INSTRUCTIONS FOR THE TASK:
Continue the essay on love-hate technology narratives from the point where it stops.
— BEGIN TEXT PROVIDED —
Love-Hate Technology Narratives

‘And just as the medium obeys the voice that takes possession of him from beyond the grave, I submitted to the first proposal that came my way through the telephone’. – Walter Benjamin (1932)

In the early 1930s the German essayist and philosopher Walter Benjamin penned a weirdly prescient piece about technology simply titled ‘The Telephone’. Alongside other essays about his childhood in Berlin at the turn of the 20th Century, Benjamin depicts the sometimes haunting but oftentimes animated dynamics surrounding the family’s landline telephone.  First, the phone was relegated to the darker recesses of the house, but later ‘the apparatus, like a legendary hero once exposed to die in a mountain gorge, left the dark hallway in the back of the house to make its way into the cleaner and brighter rooms that now were inhabited by a younger generation’. In another succinct paragraph he writes that,

‘Not many of those who use the apparatus know what devastation it once wreaked in family circles. The sound with which it rang between two and four in the afternoon, when a schoolfriend wished to speak to me, was an alarm signal that menaced not only my parents’ midday nap but the historical era that underwrote and enveloped this siesta’.  – Walter Benjamin (1932)

Berlin Childhood around 1900 by Walter Benjamin, 2006, Harvard University Press.
— END TEXT PROVIDED —
— BEGIN DATASET EXTRACT —
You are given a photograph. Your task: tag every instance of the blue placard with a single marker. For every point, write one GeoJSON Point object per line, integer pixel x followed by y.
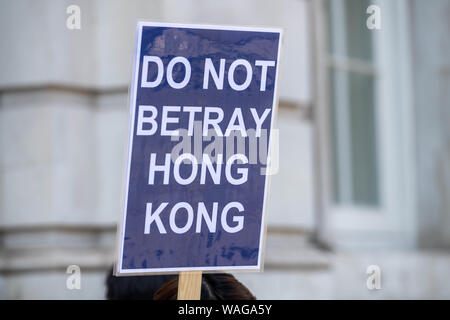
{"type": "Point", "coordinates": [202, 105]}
— END DATASET EXTRACT —
— BEGIN DATASET EXTRACT —
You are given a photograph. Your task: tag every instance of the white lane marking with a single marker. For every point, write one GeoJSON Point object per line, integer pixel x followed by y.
— END DATASET EXTRACT —
REPLY TO THE EXERCISE:
Eight decades after Benjamin’s essay and it seems not much has changed about our relationships with the phone or technology in general. While phones are now mobile and almost ubiquitous, they’re still sites of contestation and ambiguity.

In 2010 when I conducted ethnographic interviews about intimacy in mobile communication between couples, almost all the interviewees reported mixed feelings, at one time cursing their mobile for being a socially corrosive element in their lives and in another instance describing the phone as an ‘absolute lifeline’. Michael Arnold calls this ambiguity the Janus-faces of mobile phones, that is, that mobiles ‘perform in ways that are ironic, perverse and paradoxical.’  In research Arnold calls for ‘foregrounding uncertainty’. A few other titles make similar points about ambiguity as part of phone culture, like Rich Ling and Scott Campbell’s Mobile Communication: Bringing Us Together and Tearing Us Part (2010) and Sherry Turkle’s paradoxically titled Alone Together (2011).


Alone Together by Sherry Turkle, 2011, Basic Books

It’s perhaps the ambiguity that is the most interesting dimension of phone culture, as compared to the dominant oppositions that often present in popular discourse. By extreme oppositions I mean that typically we are presented with narratives of how technology SAVES THE WORLD. Evidence of this is littered all over the web. See Quartz’s piece: Here’s how mobile technology is saving Africans from humanitarian disasters or How Mobiles Phones Are Transforming Africa. But, the most entertaining examples of techno utopianism are best exemplified by industry captains who just remind us that technology ROCKS!

The opposite presents in persuasive narratives about the dystopian effects of technology, look no further than Charlie Brooker’s brilliant Black Mirror series.

Or, for a more academically inclined version of dystopia, check out any of Adam Curtis’ documentaries, HyperNormalisation (2016) and All Watched Over by Machines of Loving Grace (2011), that expertly petrifies and persuades us of the sinister psychodynamics that prevail in society, often mediated by technology.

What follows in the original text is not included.